══ Source passage

Emma: The Indiana Jones alike his heroics steal the girl away from Meat Loaf. , throughout the video, he's singing the song to her, but from afar, like a really creepy stalker. 
Sam: Classic Meat Loaf. 
Emma: he's in the background of all of their little, like, love shots.
And he's outside the tent when they're fucking. It's just like, so creepy and weird.
 So there's lots of romantic scenes between Indiana Jones and the girl but also there's the action scenes as well where he's being all heroic and he's got this generic foreign artifact that he's doing something with and eventually we find out that, oh no, oh no.
It turns out he's a bastard after all, because he's only going to go give the artifact to the baddies. 
Sam: El Commandante? 
Emma: . And she's so horrified that he's chosen [00:10:00] adventure and money over her love that she flees back into Meat Loaf's arms. 
Sam: Ah, I think you've missed out an important bit.
Which is that Meat Loaf died before that point. 
Emma: Did he? 
Sam: Yeah. 
Emma: Is that what happened? 
Sam: Yeah, so there's a bit earlier on where there's like a cargo plane about to take off. And I think the baddies are in the plane. Indiana Jones and the girl are in the plane.
And Meat Loaf's driving alongside in a fuel tanker. And the fuel tanker explodes. Shit. Meat Loaf gives his life to save Indiana Jones and the girl.
Emma: At the end, she's remembering The better times with him. Potentially, or he's a ghost. Or her love has 
Sam: reincarnated. He's got this Indiana Jones in the face and then goes off to get in a big burning fuel tanker that Meat Loaf's still driving through the desert.
It's not entirely clear. 
Emma: There are a lot of explosions in this. I mean, the budget must have been insane. There's so many explosions, it's like it's insane. The explosion bit goes on for, like, [00:11:00] you're looking at your watch to see when the explosions are going to finish. 
Sam: Look. You're not listening to a podcast about Meat Loaf if you're not into bombastic, over the top fucking stupidity. And this video has it in spades. 
Emma: The success of I'd Do Anything for Love is really evident in this video.
All that money that we made from this amazing song that everybody loved. We're going to plough all of that into this insane video for a song that people are going to be a little disappointed by. A 
Sam: little ambivalent. 
Emma: Yeah. 
Sam: How did you feel about it when you bought the the single back in Christmas 1990? 
Emma: I really liked it. . But again, it was at a time when I was like really into Meat Loaf and My dramatic self thought it was a really romantic song, and I could imagine, you know, the boy, what I did fancy at the time, maybe serenading me with it.

════
══ Given information

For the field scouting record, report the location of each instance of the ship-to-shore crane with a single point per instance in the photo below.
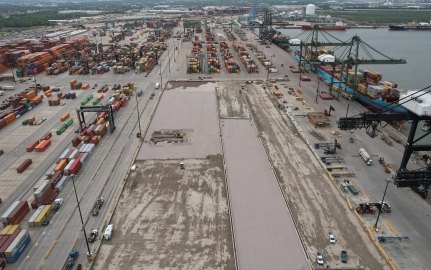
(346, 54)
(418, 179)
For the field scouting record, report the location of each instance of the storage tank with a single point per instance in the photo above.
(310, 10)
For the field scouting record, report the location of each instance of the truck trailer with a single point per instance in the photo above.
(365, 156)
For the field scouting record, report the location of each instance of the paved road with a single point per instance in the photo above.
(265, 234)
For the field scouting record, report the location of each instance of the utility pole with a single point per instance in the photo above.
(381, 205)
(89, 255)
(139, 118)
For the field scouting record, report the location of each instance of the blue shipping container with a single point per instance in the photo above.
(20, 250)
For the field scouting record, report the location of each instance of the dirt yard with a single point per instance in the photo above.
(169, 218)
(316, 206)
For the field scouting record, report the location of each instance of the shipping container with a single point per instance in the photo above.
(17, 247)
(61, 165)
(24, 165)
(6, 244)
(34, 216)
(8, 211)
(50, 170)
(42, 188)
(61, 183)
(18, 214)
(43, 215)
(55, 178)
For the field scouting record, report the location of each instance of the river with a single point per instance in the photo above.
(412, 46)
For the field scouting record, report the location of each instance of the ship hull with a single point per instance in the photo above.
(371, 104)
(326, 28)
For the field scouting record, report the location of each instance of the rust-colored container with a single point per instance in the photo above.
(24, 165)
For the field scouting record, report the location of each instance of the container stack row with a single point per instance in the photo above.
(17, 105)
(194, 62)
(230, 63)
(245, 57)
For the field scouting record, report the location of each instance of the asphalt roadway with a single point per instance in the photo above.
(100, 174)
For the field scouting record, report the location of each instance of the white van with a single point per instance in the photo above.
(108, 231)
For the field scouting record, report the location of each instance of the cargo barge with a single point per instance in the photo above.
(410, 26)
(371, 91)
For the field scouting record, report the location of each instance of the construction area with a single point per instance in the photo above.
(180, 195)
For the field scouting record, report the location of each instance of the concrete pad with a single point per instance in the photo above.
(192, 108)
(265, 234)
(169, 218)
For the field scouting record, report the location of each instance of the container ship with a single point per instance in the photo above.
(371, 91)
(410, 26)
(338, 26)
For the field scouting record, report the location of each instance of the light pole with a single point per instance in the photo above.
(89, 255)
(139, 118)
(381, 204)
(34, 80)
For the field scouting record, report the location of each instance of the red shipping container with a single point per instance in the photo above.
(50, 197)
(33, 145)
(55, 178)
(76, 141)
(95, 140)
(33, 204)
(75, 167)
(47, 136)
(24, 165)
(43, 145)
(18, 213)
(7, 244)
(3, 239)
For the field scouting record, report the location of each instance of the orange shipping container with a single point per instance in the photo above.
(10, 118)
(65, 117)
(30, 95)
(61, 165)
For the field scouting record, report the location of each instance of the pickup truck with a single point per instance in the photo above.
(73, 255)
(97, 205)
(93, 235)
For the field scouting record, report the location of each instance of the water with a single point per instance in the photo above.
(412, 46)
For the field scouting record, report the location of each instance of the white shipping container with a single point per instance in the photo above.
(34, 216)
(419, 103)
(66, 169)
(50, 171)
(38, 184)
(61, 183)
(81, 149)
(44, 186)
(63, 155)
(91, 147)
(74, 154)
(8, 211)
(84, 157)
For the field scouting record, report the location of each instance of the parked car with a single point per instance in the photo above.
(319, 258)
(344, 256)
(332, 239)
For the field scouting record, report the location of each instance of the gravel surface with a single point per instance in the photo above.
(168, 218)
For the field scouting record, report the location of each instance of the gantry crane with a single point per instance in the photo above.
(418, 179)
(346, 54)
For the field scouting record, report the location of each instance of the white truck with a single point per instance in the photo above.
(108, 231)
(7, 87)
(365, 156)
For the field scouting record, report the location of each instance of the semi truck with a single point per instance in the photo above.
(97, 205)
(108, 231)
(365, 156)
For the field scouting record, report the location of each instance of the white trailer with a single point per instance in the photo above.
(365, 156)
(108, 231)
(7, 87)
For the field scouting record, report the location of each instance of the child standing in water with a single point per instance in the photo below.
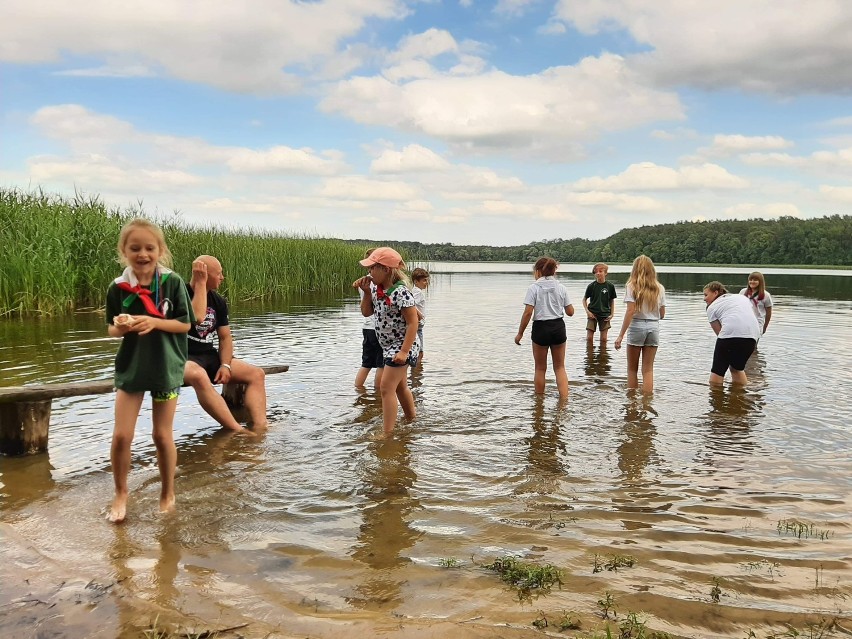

════

▸ **Set tasks**
a) How would you translate this sentence from the Meat Loaf podcast conversation into Spanish: "Meat Loaf gives his life to save Indiana Jones and the girl."?
b) Can you carry the Meat Loaf podcast conversation on from its final line?

▸ **Expected outputs**
a) Meat Loaf da su vida para salvar a Indiana Jones y a la chica.

b)
Sam: Aww. 
Emma: Yeah, didn't happen. 
He went out with somebody else instead.
Sam: You bastard. 
Emma: Bastard. 
It's okay, because [00:12:00] everything's fine now. It's fine. I'm over it. I'm totally over it. It's fine. Fuck you, David. 
Sam: That's the official position of Chat out of Hell. 
 
Emma: So , the girl, who is, as we've said, the same girl as in I'd Do Anything for Love. , the same actress.
Yeah. She is Dana Patrick. She plays the love interest in both. She was a model and actress back in the nineties. But despite several appearances in Vogue, her IMDB entry is pretty sparse. Ha, ha, ha. She was in those two music videos then she's been in an episode of Seinfeld Series 8, Episode 3, The Bizarro Jerry.
Sam: Oh, that's one of the best! 
Emma: She was in one episode of Two Guys, A Girl and A Pizza Place. I have not researched that any further. 
Sam: That sounds like porn to me. 
Emma: And one episode of Good vs. Evil, which I've also not bothered to look at. But these days, she doesn't do the acting and the modelling anymore.
She works as a photographer in [00:13:00] LA. So, yay. 
Sam: Good for her. 
Emma: I think she's quite a successful photographer as well. 
Sam: Well done. 
Emma: So, that's all. Well done, you little lady. 
Sam: It's good to see some girls out there making it. You stick it to the man. 
Emma: Oh, thank you once again, Sam, "the patriarchy" Wilkinson. 
Sam: I didn't name myself, okay? 
Emma: But your mum knew. 
Sam: Stupid nominative determinism. 
 
Emma: So, as is traditional when we've watched a video, I have dived into the comments. 
Tiffany Gibbs 8099 said, "This video needed a few more explosions." Love you, Tiffany. 
Sam: I'm on board, Tiff.
Emma: Christopher Harwood, 1316 said, "How is it that Meat Loaf can tell a story in seven minutes, when sometimes it takes Hollywood three plus hours to do? Lol." He's not told a very complicated story. 
Sam: No, [00:14:00] and I guess the way, how it is that Meat Loaf can tell a story in seven minutes, 
Emma: Is by telling a story that's already been told.
Sam: Well, I was gonna say writing it in crayon. Ha Once there was a man who dug up a big gold mask, and Meat Loaf was there with him, and the man was Indiana Jones. And Indiana Jones kissed the lady, and Meat Loaf watched. And then they got in the river and went on a boat, but the El Comandante was watching.
And then they got guns pointed at them, but Meat Loaf was very brave.
Emma: And then we went home. 
Sam: And there was an explosion, and there was another explosion, and there was an explosion. 
Emma: Yeah, yeah, yeah. Good. Rob ABC said " That's how it works with this woman. Back in the castle, he was good enough for her escape. But now, in the desert, the Indiana Jones [00:15:00] bimbo guy comes along and suddenly, Meat Loaf's in the friendzone again. Huh, women." 
Sam: Bitches, am I right? 
Emma: Oh, us women. you know, if Indiana Jones came along, I'd probably be out the door doing a podcast with him. 
Sam: Welcome to Cultural Demolition with me, Indiana Jones. 
Emma: And me Emma Crossland. 
Sam: So, Emma, this week I've been smashing up Ancient Greece. 
Emma: Oh, Indy 
Sam: What have you been doing? 
Emma: You're so brave and clever., I've just been following you around screaming at things. 
Sam: Mm. There are a lot of bugs on my journeys.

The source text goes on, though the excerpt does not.